Usually, it’s just a nuisance. But for one young Bunnell man, a name mixup led to criminal charges for failure to appear in court over a battery charge. 

Dakota Ward, a resident of Orange Street in Bunnell, didn’t believe it when his friend told him weeks ago that he’d seen Ward’s name on a court roster for a bench warrant.

“I told him he was crazy, because I hadn’t gotten in trouble for anything.”

He hadn’t: The State Attorney’s Office has now dropped all charges against him, and the Sheriff's Office has opened an internal investigation about the case. But another man with a similar name — De’coda Ward, who Dakota said he’d gone to school with at FPC and been mixed up with even then, receiving De’coda’s disciplinary reports — had, according to the victim and a witness in the battery case, hit someone Dec.15. 

That man allegedly failed to show up in court, according to court records, so Judge Melissa Moore Stens signed a warrant March 23 for failure to appear in court over the battery charge — but the original arrest affidavit mistakenly listed the defendant as “Dakota Ward,” and the warrant was signed for “Dakota Ward.”

Arrested

Dakota Ward, 19, was offshore fishing with his father March 26 when his mother called him to say that three policemen had arrived at the house. 

Worried, Dakota and his father came back.

“Once we got back into Palm Coast, I called the Sheriff’s Office so they could send an officer out to speak to me, and tell me what was going on,” Dakota Ward said.

The officer, Dakota Ward said, "Asked if I was Dakota Ward, and I said ‘Yes sir,’ and he said, ‘We have warrant out for your arrest.’ And I said, ‘For what?’ And he said … 'A failure to appear on a misdemeanor battery charge.'"

There wasn’t much he could do, then and there, with a law enforcement officer who was sure he was their guy, Dakota Ward said.

"I put my hands behind my back, and said, ‘OK,'" he said.

His parents were there when he was arrested, and were able to post his $1,000 bond, so he only spent an hour and a half or so at the county jail before he was released, he said.

The family hired attorney Joshua Davis, who summarized the mixup to a reporter.

= = = = = = =

- Challenge 1
In the article about the Bunnell name mixup, what amount did Dakota Ward's parents post for his bond?
- Challenge 2
Please write out, word for word, the part of the article about the Bunnell name mixup from "There wasn’t much" to "released, he said.".

- Data
= = = = = = =

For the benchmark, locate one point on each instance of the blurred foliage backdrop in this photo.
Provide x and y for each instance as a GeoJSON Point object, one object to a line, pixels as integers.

= = = = = = =

- Exercise solution 1
$1,000.

- Exercise solution 2
There wasn’t much he could do, then and there, with a law enforcement officer who was sure he was their guy, Dakota Ward said.

"I put my hands behind my back, and said, ‘OK,'" he said.

His parents were there when he was arrested, and were able to post his $1,000 bond, so he only spent an hour and a half or so at the county jail before he was released, he said.